▶ 目標 1
ページ本文の「本発明は、路面との間で作用す」から「タイヤの設計方法を提供する。」までの範囲を、「走行シミュレーション」を「運転シミュレーション」に差し替えて書き直してください。
▶ 目標 2
一覧のうち、「of the wooden」を含む行から一覧の末尾までを、一字一句変えずに抜き出してください。

▶ ページ本文
::::::::::
本発明は、路面との間で作用する剪断力に基づいてタイヤ回転軸に作用する力又はトルクのスリップ率依存性を表す特性曲線の情報と車両諸元の情報とを用いて車両の走行シミュレーションを行うことによって、車両諸元の情報に応じて所望の車両性能を達成するタイヤを設計する方法であって、車両諸元の情報を用いて車両モデルを作成するモデル作成ステップと、複数のタイヤ力学要素パラメータを用いて構成されるタイヤ力学モデルに基づいて、前記特性曲線を定めるタイヤ力学要素パラメータの値を設定するとともに、このタイヤ力学要素パラメータによって算出される前記特性曲線を非線形近似式で近似したときの、非線形近似式を規定する近似式パラメータの値を前記車両モデルに付与して、所定の走行条件で走行シミュレーションを行い、この走行シミュレーションの結果を用いて車両の性能評価を行う性能評価ステップと、前記性能評価において、車両モデルが目標性能を満足しない場合、前記近似式パラメータの値を修正し、この修正された値を前記車両モデルに付与して走行シミュレーションを行い、この走行シミュレーションの結果を用いて車両の性能評価を行うとともに、修正された近似式パラメータの値によって規定される非線形近似式から算出される特性曲線を用いて、前記タイヤ力学モデルに基づいて、前記タイヤ力学要素パラメータの値を導出するタイヤ特性修正ステップと、前記車両モデルが所定の性能を満足する場合、導出した前記タイヤ力学要素パラメータの値をタイヤ目標特性として決定するタイヤ特性決定ステップと、を有することを特徴とするタイヤの設計方法を提供する。
前記特性曲線は、スリップ角を与えたときの、タイヤ軸に発生する横力及びセルフアライニングトルクのスリップ角依存性を表す曲線、あるいはタイヤの転動速度の加減時にタイヤ軸に発生する前後力のスリップ率依存性を表す曲線を含む。
前記特性曲線が、タイヤ軸に発生する横力及びセルフアライニングトルクのスリップ角依存性を表す特性曲線である場合、前記タイヤ力学モデルは、横力を算出するとともに、セルフアライニングトルクをタイヤの接地面に作用する横力によって生じる横力トルク成分と、タイヤの接地面に作用する前後力によって生じる前後力トルク成分とに分けてセルフアライニングトルクを算出するモデルであることが好ましい。
::::::::::
▶ 本課題の一覧
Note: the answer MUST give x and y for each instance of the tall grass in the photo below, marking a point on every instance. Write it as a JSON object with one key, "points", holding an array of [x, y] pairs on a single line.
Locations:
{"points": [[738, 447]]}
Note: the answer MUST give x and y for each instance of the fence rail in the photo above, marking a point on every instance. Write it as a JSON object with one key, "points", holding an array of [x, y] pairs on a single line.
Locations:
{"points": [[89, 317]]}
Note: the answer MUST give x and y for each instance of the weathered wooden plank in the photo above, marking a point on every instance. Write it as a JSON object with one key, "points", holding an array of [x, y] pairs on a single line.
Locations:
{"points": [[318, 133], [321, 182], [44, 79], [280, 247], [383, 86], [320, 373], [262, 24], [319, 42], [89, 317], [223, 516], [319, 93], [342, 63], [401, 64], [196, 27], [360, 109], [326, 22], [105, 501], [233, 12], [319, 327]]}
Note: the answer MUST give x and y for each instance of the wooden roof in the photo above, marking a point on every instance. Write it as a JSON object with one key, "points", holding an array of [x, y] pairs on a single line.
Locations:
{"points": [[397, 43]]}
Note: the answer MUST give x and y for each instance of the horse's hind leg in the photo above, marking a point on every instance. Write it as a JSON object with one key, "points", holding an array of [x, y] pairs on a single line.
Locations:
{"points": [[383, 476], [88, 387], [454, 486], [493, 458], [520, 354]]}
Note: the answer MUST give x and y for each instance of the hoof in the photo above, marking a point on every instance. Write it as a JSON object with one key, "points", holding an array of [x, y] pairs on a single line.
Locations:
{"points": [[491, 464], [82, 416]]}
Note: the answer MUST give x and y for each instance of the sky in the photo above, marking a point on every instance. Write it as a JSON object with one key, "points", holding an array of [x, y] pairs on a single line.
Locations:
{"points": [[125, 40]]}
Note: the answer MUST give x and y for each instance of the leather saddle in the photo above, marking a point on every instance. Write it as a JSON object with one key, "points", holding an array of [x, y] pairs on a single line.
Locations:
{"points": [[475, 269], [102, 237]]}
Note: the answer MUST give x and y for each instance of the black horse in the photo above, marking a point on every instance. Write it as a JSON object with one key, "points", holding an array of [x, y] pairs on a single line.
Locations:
::::::::::
▶ 回答文 1
本発明は、路面との間で作用する剪断力に基づいてタイヤ回転軸に作用する力又はトルクのスリップ率依存性を表す特性曲線の情報と車両諸元の情報とを用いて車両の運転シミュレーションを行うことによって、車両諸元の情報に応じて所望の車両性能を達成するタイヤを設計する方法であって、車両諸元の情報を用いて車両モデルを作成するモデル作成ステップと、複数のタイヤ力学要素パラメータを用いて構成されるタイヤ力学モデルに基づいて、前記特性曲線を定めるタイヤ力学要素パラメータの値を設定するとともに、このタイヤ力学要素パラメータによって算出される前記特性曲線を非線形近似式で近似したときの、非線形近似式を規定する近似式パラメータの値を前記車両モデルに付与して、所定の走行条件で運転シミュレーションを行い、この運転シミュレーションの結果を用いて車両の性能評価を行う性能評価ステップと、前記性能評価において、車両モデルが目標性能を満足しない場合、前記近似式パラメータの値を修正し、この修正された値を前記車両モデルに付与して運転シミュレーションを行い、この運転シミュレーションの結果を用いて車両の性能評価を行うとともに、修正された近似式パラメータの値によって規定される非線形近似式から算出される特性曲線を用いて、前記タイヤ力学モデルに基づいて、前記タイヤ力学要素パラメータの値を導出するタイヤ特性修正ステップと、前記車両モデルが所定の性能を満足する場合、導出した前記タイヤ力学要素パラメータの値をタイヤ目標特性として決定するタイヤ特性決定ステップと、を有することを特徴とするタイヤの設計方法を提供する。

▶ 回答文 2
Note: the answer MUST give x and y for each instance of the wooden roof in the photo above, marking a point on every instance. Write it as a JSON object with one key, "points", holding an array of [x, y] pairs on a single line.
Locations:
{"points": [[397, 43]]}
Note: the answer MUST give x and y for each instance of the horse's hind leg in the photo above, marking a point on every instance. Write it as a JSON object with one key, "points", holding an array of [x, y] pairs on a single line.
Locations:
{"points": [[383, 476], [88, 387], [454, 486], [493, 458], [520, 354]]}
Note: the answer MUST give x and y for each instance of the hoof in the photo above, marking a point on every instance. Write it as a JSON object with one key, "points", holding an array of [x, y] pairs on a single line.
Locations:
{"points": [[491, 464], [82, 416]]}
Note: the answer MUST give x and y for each instance of the sky in the photo above, marking a point on every instance. Write it as a JSON object with one key, "points", holding an array of [x, y] pairs on a single line.
Locations:
{"points": [[125, 40]]}
Note: the answer MUST give x and y for each instance of the leather saddle in the photo above, marking a point on every instance. Write it as a JSON object with one key, "points", holding an array of [x, y] pairs on a single line.
Locations:
{"points": [[475, 269], [102, 237]]}
Note: the answer MUST give x and y for each instance of the black horse in the photo above, marking a point on every instance. Write it as a JSON object with one key, "points", holding an array of [x, y] pairs on a single line.
Locations:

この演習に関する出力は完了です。